▶ [Work order A]: Transcribe the passage of the paper summary on fairness benchmarking from "Conference: ICLR 2026" to "make them fairer.", matching every word and mark of the original.
▶ [Work order B]: Pick up the paper summary on fairness benchmarking where it stops and continue it.

▶ [Selected excerpt]:
=======
Benchmarking Bias Mitigation Toward Fairness Without Harm from Vision to LVLMs¶

Conference: ICLR 2026
OpenReview: https://openreview.net/forum?id=GLPmZhhCAE
Code: https://github.com/osu-srml/NH-Fair
Area: AI Safety / Fairness / Multimodal VLM
Keywords: Fairness evaluation, fairness without harm, bias mitigation, LVLM, model selection

TL;DR¶

This paper proposes NH-Fair, a "Fairness Without Harm" evaluation benchmark covering classical vision models and Large Vision-Language Models (LVLMs), unifying data, metrics, and training protocols. Through a two-stage model selection process (DTO to select ERM baseline + FWH four-quadrant selection for mitigation methods), it systematically proves that many specialized debiasing algorithms do not consistently outperform a well-tuned ERM. Data augmentation is the most practical path for harmless enhancement, while simply scaling up models does not necessarily make them fairer.

Background & Motivation¶

Background: Machine learning models inherit and amplify social biases from training data. Consequently, a large number of fairness metrics (demographic parity, equalized odds, overall accuracy parity, max-min fairness, etc.) and mitigation methods (pre-processing, in-processing, and post-processing) have emerged. Recently, a line of work on "fairness without harm" has appeared, advocating for narrowing group gaps without degrading the performance of any single group.
=======
▶ [Data under study]:
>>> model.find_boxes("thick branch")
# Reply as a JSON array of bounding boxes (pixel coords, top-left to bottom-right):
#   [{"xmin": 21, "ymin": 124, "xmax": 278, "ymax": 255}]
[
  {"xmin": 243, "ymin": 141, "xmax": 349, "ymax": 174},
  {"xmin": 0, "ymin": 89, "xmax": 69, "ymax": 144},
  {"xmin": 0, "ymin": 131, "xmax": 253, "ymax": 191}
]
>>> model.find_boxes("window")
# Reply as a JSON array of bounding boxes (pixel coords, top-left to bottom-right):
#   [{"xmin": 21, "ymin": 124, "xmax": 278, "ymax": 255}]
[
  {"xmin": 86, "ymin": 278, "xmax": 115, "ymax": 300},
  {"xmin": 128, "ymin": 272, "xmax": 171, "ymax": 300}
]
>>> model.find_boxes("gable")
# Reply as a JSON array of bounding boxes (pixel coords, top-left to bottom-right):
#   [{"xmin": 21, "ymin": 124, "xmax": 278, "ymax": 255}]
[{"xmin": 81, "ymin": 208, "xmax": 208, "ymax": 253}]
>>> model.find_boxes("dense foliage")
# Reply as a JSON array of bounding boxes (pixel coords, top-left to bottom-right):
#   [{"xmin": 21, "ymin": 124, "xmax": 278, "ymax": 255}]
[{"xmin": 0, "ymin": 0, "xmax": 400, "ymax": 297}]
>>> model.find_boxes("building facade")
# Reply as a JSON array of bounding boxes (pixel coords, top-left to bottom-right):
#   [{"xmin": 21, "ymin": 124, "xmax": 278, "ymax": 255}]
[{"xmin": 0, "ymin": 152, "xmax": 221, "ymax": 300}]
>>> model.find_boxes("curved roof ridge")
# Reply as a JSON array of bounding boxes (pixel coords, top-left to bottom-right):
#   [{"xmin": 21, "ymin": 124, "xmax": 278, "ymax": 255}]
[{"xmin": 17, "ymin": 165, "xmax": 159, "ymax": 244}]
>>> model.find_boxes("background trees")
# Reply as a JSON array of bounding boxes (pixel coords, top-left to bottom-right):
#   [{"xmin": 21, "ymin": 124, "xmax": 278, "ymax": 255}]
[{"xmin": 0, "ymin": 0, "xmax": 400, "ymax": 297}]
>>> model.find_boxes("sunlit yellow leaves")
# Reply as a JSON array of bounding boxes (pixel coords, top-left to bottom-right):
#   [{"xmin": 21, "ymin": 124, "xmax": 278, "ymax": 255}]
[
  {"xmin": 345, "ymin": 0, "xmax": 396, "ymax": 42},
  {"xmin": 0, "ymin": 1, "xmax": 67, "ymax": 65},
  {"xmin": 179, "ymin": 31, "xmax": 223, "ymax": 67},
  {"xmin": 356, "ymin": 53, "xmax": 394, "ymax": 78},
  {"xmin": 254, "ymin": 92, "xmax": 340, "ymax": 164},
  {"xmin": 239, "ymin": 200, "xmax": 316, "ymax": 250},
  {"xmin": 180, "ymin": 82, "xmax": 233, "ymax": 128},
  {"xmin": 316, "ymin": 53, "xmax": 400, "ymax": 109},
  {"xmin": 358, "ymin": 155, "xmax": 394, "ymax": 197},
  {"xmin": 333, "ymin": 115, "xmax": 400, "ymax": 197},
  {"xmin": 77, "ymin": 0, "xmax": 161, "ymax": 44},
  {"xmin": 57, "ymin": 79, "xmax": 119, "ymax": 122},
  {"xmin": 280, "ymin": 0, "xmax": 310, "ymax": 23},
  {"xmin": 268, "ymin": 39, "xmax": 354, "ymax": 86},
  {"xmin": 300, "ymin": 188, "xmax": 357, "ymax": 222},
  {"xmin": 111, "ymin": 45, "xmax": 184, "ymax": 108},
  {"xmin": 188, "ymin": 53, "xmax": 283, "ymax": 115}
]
=======
▶ [Answer area A]:
Conference: ICLR 2026
OpenReview: https://openreview.net/forum?id=GLPmZhhCAE
Code: https://github.com/osu-srml/NH-Fair
Area: AI Safety / Fairness / Multimodal VLM
Keywords: Fairness evaluation, fairness without harm, bias mitigation, LVLM, model selection

TL;DR¶

This paper proposes NH-Fair, a "Fairness Without Harm" evaluation benchmark covering classical vision models and Large Vision-Language Models (LVLMs), unifying data, metrics, and training protocols. Through a two-stage model selection process (DTO to select ERM baseline + FWH four-quadrant selection for mitigation methods), it systematically proves that many specialized debiasing algorithms do not consistently outperform a well-tuned ERM. Data augmentation is the most practical path for harmless enhancement, while simply scaling up models does not necessarily make them fairer.

▶ [Answer area B]:
Limitations of Prior Work: Horizontal comparisons in fairness research are extremely chaotic—heterogeneous datasets, inconsistent measurement of fairness metrics, evaluation of vision and multimodal models being siloed, and generally insufficient hyperparameter tuning. Many papers claim "state-of-the-art" results under fixed hyperparameters and undertrained baselines. Existing benchmarks (MEDFAIR only covers medical data, FFB uses outdated methods with insufficient tuning, ABCFair only handles tabular data with fixed hyperparameters) fail to answer key questions.

Key Challenge: There is a natural tension between fairness intervention and performance. Taking demographic parity as an example, if the base positive rates of two groups differ, forcing \(P[h(X)=y\mid A=a]\) to be equal across groups will pull predictions away from the per-group optimal value \(p_0\), raising overall risk. In extreme cases, this regresses into a mediocre classifier that "pulls everyone down together"—known as the notorious "race to the bottom" in fairness research.

Goal: Answer three questions under a unified protocol: (1) After equally sufficient tuning, can specialized debiasing methods actually beat a well-tuned ERM? Which training choices are most critical for fairness? (2) Does simply scaling model size bring fairness? (3) In the era of foundation models, are multimodal/LVLMs already "fair enough"?

Key Insight: Instead of continuing to pile up fairness algorithms, it is better to first build a "tuning-aware" fairness benchmark, treating ERM as a strong, seriously tuned baseline, and then measuring all methods using a unified no-harm criterion.

Core Idea: Use NH-Fair, a unified benchmark across vision and LVLMs, combined with a two-stage model selection process (DTO + FWH), to make "enhancing fairness without harming any group" a reproducible and fairly comparable evaluation.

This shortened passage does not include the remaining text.